→ GIVEN INSTRUCTION A
Return the part of the Waterloo text below between "The duke of Wellington, although" and "had not joined.", inclusive, copied word for word.

#### SELECTED EXTRACT

MOVEMENTS OF FRENCH AND ALLIED FORCES BATTLE OF WATERLOO. THE close of the last year had left the whole fortified frontier of the Belgic provinces on the side of France occupied by strong garrisons, chiefly of English troops, or in the pay of England; and, since Buonaparte's return, continued reinforcements had been sent from this country, the whole of which were placed under the command of the duke of Wellington. In the latter part of May the Prussian army, under prince Blucher, had arrived in the neighbourhood of Namur, and frequent conferences took place between the two generals relative to co-operation. Buonaparte determined to attack them while the Russians and Austrians were too distant to afford succour, and on the fif teenth of June, at day-break, the Prussian out-posts on the Sambre were driven in; general Ziethen was compelled to retire from Charleroi through Fleurus, to unite himself with the main Prussian army, which lay in the vicinity of St. Amand and Ligny; and, towards evening, an advanced corps of Belgians was driven to the position of Les Quatre Bras.

The duke of Wellington, although he had used his best endeavours to gain immediate intelligence when Buonaparte joined his army, does not ap. pear to have been very early informed of that event, as, in consequence of the want of provisions, and especially of forage, he had found it necessary to disperse his army very much. The British head-quarters were at Brussels. As soon as the movements of the French were ascertained, the whole of the army was ordered to advance upon Les Quatre Bras, and, early in the morning, the prince of Orange reinforced the brigade which had been driven from thence, regained part of the ground, and commanded the communication with Blucher, who was posted on the heights between Brie and Sombref, awaiting the attack of the French, although the fourth corps under Bulow had not joined.

########
#### ITEMS

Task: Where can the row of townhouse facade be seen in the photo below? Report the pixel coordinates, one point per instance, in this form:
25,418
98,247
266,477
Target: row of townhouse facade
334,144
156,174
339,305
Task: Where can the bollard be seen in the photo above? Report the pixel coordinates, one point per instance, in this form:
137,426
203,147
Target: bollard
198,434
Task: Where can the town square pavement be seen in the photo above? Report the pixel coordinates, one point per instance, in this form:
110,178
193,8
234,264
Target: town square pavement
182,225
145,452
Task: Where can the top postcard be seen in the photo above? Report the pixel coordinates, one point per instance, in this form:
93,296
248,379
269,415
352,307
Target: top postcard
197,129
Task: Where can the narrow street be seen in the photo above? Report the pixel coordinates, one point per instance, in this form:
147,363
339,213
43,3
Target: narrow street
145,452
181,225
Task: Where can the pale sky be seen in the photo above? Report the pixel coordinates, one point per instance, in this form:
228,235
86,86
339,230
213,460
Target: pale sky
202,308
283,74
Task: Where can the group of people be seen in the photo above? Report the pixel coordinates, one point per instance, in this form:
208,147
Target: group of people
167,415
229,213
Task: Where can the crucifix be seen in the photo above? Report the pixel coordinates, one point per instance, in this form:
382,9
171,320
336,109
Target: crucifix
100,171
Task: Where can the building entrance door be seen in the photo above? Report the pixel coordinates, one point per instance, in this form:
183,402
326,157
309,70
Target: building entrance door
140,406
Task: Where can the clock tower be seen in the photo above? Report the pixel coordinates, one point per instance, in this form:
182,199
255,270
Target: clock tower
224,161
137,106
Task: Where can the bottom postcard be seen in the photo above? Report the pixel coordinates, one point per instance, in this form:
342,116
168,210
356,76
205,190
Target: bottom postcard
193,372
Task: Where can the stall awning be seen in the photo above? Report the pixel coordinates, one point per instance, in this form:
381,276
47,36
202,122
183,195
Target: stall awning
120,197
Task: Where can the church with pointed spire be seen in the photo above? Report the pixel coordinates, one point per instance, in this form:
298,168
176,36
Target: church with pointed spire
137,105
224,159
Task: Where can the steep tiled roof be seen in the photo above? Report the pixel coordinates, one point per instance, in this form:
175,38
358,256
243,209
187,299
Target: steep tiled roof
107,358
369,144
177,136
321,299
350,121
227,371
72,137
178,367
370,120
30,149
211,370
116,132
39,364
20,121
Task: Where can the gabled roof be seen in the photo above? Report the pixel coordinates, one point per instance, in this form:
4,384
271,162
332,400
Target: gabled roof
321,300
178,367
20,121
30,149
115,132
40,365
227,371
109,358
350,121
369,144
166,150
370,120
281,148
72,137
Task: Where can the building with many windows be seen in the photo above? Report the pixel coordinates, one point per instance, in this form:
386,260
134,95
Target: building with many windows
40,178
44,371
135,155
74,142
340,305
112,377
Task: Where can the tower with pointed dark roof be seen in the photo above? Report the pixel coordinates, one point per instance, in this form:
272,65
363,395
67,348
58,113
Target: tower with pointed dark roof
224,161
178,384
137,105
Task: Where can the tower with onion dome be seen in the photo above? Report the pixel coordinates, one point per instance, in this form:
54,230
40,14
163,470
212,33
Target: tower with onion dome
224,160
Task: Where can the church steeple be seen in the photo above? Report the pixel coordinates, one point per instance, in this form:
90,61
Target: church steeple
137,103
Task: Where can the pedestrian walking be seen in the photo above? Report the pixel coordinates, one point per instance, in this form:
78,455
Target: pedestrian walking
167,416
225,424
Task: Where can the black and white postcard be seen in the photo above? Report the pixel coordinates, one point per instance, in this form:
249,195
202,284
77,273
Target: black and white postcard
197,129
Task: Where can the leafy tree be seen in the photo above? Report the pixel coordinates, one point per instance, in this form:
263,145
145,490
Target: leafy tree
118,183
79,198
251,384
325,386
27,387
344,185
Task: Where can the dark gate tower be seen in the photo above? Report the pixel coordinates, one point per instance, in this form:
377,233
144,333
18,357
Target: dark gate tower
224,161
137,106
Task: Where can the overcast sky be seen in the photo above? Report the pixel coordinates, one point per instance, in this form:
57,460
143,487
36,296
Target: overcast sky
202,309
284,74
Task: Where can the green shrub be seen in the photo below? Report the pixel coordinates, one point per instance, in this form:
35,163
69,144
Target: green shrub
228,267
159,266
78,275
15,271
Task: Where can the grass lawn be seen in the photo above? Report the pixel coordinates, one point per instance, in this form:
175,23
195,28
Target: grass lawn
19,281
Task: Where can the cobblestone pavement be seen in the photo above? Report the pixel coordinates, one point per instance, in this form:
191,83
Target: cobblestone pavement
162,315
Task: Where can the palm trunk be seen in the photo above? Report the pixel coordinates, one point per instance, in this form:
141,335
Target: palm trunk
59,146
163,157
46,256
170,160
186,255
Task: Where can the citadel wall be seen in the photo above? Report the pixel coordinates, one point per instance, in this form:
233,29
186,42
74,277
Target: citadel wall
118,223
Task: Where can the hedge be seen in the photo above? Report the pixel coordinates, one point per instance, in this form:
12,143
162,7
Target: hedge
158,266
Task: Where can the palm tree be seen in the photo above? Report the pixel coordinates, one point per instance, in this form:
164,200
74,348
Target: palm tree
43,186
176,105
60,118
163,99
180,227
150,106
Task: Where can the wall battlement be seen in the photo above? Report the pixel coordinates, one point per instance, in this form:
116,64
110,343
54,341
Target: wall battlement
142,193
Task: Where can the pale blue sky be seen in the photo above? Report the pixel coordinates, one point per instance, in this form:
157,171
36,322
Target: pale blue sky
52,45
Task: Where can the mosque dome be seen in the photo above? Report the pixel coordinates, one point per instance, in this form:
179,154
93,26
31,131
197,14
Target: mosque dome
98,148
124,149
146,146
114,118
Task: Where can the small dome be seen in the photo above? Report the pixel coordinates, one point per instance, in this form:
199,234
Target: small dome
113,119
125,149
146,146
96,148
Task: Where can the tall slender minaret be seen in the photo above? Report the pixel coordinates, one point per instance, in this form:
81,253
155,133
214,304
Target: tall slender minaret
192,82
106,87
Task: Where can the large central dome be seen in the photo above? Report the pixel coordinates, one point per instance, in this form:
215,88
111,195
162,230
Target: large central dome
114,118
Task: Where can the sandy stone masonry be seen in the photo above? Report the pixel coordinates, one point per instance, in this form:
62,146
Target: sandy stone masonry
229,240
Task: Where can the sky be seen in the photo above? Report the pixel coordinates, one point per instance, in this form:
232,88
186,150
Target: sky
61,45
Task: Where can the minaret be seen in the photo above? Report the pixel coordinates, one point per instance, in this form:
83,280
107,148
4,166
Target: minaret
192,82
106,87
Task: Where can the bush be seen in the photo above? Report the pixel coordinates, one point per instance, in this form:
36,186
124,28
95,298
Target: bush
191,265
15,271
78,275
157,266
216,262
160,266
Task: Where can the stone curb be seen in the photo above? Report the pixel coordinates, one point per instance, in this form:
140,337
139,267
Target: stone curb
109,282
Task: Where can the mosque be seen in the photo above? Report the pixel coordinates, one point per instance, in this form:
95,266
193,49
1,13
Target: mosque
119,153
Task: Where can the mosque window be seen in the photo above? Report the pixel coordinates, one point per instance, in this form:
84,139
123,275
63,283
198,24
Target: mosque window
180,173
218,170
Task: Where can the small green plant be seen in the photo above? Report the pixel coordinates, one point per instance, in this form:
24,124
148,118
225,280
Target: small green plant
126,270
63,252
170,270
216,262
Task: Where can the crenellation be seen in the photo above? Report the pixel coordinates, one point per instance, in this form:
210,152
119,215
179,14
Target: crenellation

########

→ GIVEN INSTRUCTION B
Report every line of the rows above that contains the string "shrub".

→ WRITTEN SOLUTION A
The duke of Wellington, although he had used his best endeavours to gain immediate intelligence when Buonaparte joined his army, does not ap. pear to have been very early informed of that event, as, in consequence of the want of provisions, and especially of forage, he had found it necessary to disperse his army very much. The British head-quarters were at Brussels. As soon as the movements of the French were ascertained, the whole of the army was ordered to advance upon Les Quatre Bras, and, early in the morning, the prince of Orange reinforced the brigade which had been driven from thence, regained part of the ground, and commanded the communication with Blucher, who was posted on the heights between Brie and Sombref, awaiting the attack of the French, although the fourth corps under Bulow had not joined.

→ WRITTEN SOLUTION B
Task: Where can the green shrub be seen in the photo below? Report the pixel coordinates, one point per instance, in this form:
Target: green shrub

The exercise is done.